◆ YOUR GOAL
Go to the line that contains "the roof vent." and extract it along with every line after it, exactly, through the end of the data below.

◆ Point localization data

******************************

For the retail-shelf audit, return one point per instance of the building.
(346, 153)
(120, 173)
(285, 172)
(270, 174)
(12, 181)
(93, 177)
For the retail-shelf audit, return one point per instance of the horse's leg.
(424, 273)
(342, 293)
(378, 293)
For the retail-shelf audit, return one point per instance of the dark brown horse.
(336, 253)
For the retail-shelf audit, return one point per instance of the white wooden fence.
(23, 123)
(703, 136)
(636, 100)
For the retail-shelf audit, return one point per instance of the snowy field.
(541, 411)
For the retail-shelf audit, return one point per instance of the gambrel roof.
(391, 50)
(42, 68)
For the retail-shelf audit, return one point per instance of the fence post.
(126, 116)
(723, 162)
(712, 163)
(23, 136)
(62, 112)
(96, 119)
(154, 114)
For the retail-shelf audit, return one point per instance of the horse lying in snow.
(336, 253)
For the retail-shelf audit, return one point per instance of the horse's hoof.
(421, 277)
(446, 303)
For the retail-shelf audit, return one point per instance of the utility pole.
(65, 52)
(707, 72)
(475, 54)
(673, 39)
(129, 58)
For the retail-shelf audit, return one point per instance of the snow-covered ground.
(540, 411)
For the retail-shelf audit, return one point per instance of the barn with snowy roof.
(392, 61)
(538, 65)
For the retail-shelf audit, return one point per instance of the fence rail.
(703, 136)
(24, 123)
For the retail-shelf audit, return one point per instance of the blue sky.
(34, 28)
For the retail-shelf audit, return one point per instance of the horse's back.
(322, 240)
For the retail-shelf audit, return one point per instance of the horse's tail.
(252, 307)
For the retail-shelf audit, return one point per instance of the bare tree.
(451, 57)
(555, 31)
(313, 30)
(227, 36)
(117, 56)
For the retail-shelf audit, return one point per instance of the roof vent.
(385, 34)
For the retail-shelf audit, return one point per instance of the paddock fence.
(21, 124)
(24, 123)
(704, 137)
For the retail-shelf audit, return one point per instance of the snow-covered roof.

******************************

◆ RESULT FOR THIS TASK
For the retail-shelf audit, return one point per instance of the roof vent.
(385, 34)
For the retail-shelf audit, return one point per instance of the paddock fence.
(21, 124)
(24, 123)
(704, 137)
For the retail-shelf audit, return one point per instance of the snow-covered roof.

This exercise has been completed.